TASK> Without omitting anything, return the records precisely as given.

INFORMATION SUPPLIED>

· · · ·

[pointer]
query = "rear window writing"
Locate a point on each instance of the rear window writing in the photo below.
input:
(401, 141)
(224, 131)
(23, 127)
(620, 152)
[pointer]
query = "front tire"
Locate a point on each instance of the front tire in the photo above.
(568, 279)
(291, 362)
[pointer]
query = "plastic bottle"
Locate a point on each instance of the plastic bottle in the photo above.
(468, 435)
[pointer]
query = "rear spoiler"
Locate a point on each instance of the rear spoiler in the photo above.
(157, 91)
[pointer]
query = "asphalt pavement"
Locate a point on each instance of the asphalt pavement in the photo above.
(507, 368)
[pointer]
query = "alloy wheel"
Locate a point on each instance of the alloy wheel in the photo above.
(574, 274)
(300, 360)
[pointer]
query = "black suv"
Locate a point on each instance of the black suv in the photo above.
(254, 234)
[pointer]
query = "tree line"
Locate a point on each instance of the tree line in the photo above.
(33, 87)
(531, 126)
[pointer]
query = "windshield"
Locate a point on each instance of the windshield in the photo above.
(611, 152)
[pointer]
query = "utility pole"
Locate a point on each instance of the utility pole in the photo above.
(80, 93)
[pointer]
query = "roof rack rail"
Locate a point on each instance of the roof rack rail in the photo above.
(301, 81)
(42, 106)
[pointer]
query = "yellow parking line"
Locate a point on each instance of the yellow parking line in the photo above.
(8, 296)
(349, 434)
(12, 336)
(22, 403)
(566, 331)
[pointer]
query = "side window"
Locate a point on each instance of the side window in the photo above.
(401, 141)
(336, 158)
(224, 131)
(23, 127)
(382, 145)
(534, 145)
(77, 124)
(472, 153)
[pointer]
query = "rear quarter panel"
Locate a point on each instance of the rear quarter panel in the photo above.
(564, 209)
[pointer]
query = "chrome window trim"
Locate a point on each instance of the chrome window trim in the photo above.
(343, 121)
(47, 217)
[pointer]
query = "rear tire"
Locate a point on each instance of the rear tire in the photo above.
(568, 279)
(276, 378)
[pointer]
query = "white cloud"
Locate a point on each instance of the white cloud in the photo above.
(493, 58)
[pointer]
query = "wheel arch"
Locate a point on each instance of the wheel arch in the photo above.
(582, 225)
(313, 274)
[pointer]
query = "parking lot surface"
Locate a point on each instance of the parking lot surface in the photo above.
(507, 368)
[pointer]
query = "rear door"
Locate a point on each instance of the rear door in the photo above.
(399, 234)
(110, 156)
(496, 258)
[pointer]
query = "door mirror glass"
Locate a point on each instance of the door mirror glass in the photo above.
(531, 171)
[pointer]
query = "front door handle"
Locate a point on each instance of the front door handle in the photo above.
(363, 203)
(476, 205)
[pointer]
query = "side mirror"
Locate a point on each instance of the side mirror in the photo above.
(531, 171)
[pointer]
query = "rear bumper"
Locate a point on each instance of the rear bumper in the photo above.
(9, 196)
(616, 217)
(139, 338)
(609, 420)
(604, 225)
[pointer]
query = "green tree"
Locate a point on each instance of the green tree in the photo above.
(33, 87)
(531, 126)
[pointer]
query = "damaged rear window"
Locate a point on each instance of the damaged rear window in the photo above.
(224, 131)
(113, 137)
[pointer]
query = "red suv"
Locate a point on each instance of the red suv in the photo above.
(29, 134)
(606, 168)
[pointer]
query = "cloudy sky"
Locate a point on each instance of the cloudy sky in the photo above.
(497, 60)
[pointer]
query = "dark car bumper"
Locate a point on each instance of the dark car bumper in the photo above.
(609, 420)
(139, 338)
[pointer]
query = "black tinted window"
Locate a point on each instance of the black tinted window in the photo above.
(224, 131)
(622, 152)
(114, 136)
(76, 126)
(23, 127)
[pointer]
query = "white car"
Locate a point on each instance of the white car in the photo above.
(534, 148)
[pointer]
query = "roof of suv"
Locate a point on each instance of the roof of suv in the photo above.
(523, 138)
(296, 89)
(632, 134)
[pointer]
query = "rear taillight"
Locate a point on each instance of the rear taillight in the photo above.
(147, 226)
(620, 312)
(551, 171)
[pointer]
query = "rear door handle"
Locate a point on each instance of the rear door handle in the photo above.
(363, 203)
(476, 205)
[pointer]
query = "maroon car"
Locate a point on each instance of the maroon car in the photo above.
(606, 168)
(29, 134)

· · · ·

EXPECTED OUTPUT>
[pointer]
query = "rear window writing"
Locate a point on each instance of the rear window writing in the photo below.
input:
(401, 141)
(224, 131)
(23, 127)
(620, 152)
[pointer]
query = "front tire"
Locate a point on each instance of the front tire in the photo above.
(568, 279)
(291, 362)
[pointer]
query = "plastic bottle"
Locate a point on each instance of the plastic bottle in the photo above.
(468, 435)
[pointer]
query = "rear spoiler"
Locate a point on each instance of the rear spoiler in the photo above.
(157, 91)
[pointer]
query = "asphalt pavement"
Locate a point on each instance of the asphalt pavement in the photo above.
(507, 368)
[pointer]
query = "alloy wheel"
Locate a point on each instance of the alloy wheel in the photo above.
(574, 274)
(300, 360)
[pointer]
query = "black suv"
Locate a point on each instance of the black suv in the photo above.
(254, 234)
[pointer]
query = "tree line"
Locate a point on each instance of the tree line in the photo above.
(33, 87)
(531, 126)
[pointer]
query = "windshield"
Locate a point on each instance of the windshield in the photo above.
(611, 152)
[pointer]
query = "utility pole"
Locate a point on each instance of the utility pole in the photo above.
(80, 93)
[pointer]
query = "roof rack rail"
Locate a point on each instance of the roof rack rail in the photo above.
(301, 81)
(42, 106)
[pointer]
query = "yellow parking line"
Locate a point on each instance of the yellow parking line in the photo above.
(8, 296)
(349, 434)
(12, 336)
(22, 403)
(566, 331)
[pointer]
query = "side window"
Locate a point on each instance of the side window in the photo above.
(401, 141)
(336, 158)
(224, 131)
(23, 127)
(382, 145)
(534, 145)
(77, 124)
(472, 153)
[pointer]
query = "rear quarter panel"
Locate a point on each instance of the rear quarter panel in the photo above.
(564, 209)
[pointer]
query = "chrome window trim"
Locate a point on each instance of the chrome window trim in the photo above.
(343, 121)
(47, 217)
[pointer]
query = "rear tire"
Locate a point on each instance of the rear tire in the photo above.
(568, 279)
(276, 378)
[pointer]
query = "white cloud"
Locate a point on each instance of the white cloud in the photo above.
(493, 58)
[pointer]
query = "wheel arch"
Locate a point on each instance of the wheel arch in the photo above.
(582, 225)
(313, 274)
[pointer]
query = "parking lot surface"
Locate a point on each instance of the parking lot surface in the photo above.
(507, 368)
[pointer]
query = "rear door"
Locate a point on each instance of the rear door in the photo above.
(399, 234)
(110, 156)
(496, 258)
[pointer]
query = "door mirror glass"
Locate a point on each instance of the door mirror glass in the photo above.
(531, 171)
[pointer]
query = "front door handle"
Locate a point on each instance of the front door handle in the photo above.
(363, 203)
(476, 205)
[pointer]
query = "side mirror"
Locate a point on each instance of the side mirror in the photo above.
(531, 171)
[pointer]
query = "rear bumper"
Locate a point on each instance of the rear bumper in the photo above.
(9, 196)
(616, 217)
(139, 338)
(609, 420)
(604, 225)
[pointer]
query = "green tree"
Locate a point on each instance of the green tree in the photo above.
(33, 87)
(531, 126)
[pointer]
query = "damaged rear window"
Locate a point on each instance of the damaged rear window in the photo above.
(224, 131)
(113, 137)
[pointer]
query = "red suv"
Locate a point on each instance of the red suv in the photo above.
(29, 134)
(606, 168)
[pointer]
query = "cloudy sky"
Locate a point on each instance of the cloudy sky in the photo above.
(497, 60)
[pointer]
query = "dark car bumper"
Locate a point on each instance of the dark car bumper in the photo above.
(609, 420)
(139, 338)
[pointer]
query = "black tinted window"
Locate a point on each instance of the black tinted window in the photo above.
(224, 131)
(622, 152)
(114, 136)
(76, 126)
(23, 127)
[pointer]
query = "white car"
Locate a point on each instance of the white car in the photo above.
(534, 148)
[pointer]
query = "roof of suv"
Locate a point on each instance of the roof of suv in the photo above.
(523, 138)
(296, 89)
(632, 134)
[pointer]
query = "rear taillight"
Locate a point on each instance of the rear taillight in the photo above.
(147, 226)
(620, 312)
(551, 171)
[pointer]
query = "rear door handle"
Locate a point on each instance of the rear door handle in the photo above.
(363, 203)
(476, 205)
[pointer]
query = "maroon car"
Locate a point on each instance of the maroon car in the photo above.
(606, 168)
(29, 134)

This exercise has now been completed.